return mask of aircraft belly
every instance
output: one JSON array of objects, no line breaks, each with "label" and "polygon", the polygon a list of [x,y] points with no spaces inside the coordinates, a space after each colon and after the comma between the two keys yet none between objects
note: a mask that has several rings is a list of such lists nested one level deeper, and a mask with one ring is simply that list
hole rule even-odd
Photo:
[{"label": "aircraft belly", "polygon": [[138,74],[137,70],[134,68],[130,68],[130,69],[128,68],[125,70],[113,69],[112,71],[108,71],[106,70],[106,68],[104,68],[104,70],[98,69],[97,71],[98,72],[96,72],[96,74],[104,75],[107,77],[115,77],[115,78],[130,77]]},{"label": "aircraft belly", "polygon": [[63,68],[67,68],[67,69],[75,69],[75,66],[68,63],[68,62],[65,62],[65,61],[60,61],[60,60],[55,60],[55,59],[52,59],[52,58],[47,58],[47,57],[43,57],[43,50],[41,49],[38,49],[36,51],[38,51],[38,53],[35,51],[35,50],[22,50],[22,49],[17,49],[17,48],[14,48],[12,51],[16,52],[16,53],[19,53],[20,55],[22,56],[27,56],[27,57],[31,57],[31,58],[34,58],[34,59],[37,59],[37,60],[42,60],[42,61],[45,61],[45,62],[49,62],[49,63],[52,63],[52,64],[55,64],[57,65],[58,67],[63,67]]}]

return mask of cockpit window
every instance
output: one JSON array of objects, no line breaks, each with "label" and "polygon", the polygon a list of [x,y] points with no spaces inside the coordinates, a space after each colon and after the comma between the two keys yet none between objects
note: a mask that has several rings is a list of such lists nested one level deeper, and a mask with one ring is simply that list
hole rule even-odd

--

Format every line of the listing above as a JSON list of strings, one string per line, leaving out blank lines.

* _Answer for the task_
[
  "return mask of aircraft belly",
  "every instance",
  "output: one JSON array of objects, no line breaks, each with \"label\" and \"polygon\", the polygon a list of [x,y] points with no spaces inside the coordinates, a space after each colon and after the comma between the two keys yet none between objects",
  "note: a mask that has several rings is a list of such lists nested one level deeper, and a mask with one ring is simply that list",
  "hole rule even-odd",
  "Photo:",
  "[{\"label\": \"aircraft belly\", \"polygon\": [[138,74],[137,70],[134,68],[130,68],[130,69],[128,68],[125,70],[113,69],[112,71],[108,71],[106,70],[106,68],[104,68],[104,70],[98,69],[97,71],[98,72],[96,72],[96,74],[104,75],[107,77],[115,77],[115,78],[130,77]]},{\"label\": \"aircraft belly\", \"polygon\": [[63,68],[67,68],[67,69],[75,69],[75,66],[68,63],[68,62],[65,62],[65,61],[60,61],[60,60],[55,60],[55,59],[52,59],[52,58],[47,58],[47,57],[43,57],[43,50],[41,49],[38,49],[36,51],[38,51],[38,53],[35,51],[35,50],[22,50],[22,49],[17,49],[17,48],[14,48],[12,51],[16,52],[16,53],[19,53],[20,55],[22,56],[27,56],[27,57],[31,57],[31,58],[34,58],[34,59],[37,59],[37,60],[42,60],[42,61],[45,61],[45,62],[49,62],[49,63],[52,63],[52,64],[55,64],[57,65],[58,67],[63,67]]}]",
  "return mask of cockpit window",
  "every instance",
  "output: one JSON array of objects, no line breaks, each with \"label\" and \"polygon\", the polygon a list of [x,y] points with no spaces inside the coordinates, a space after each colon and after the comma between the two keys yet none between objects",
  "note: a mask that has several rings is a list of such lists nested one level deeper, and a mask with one ring is simply that list",
  "hole rule even-odd"
]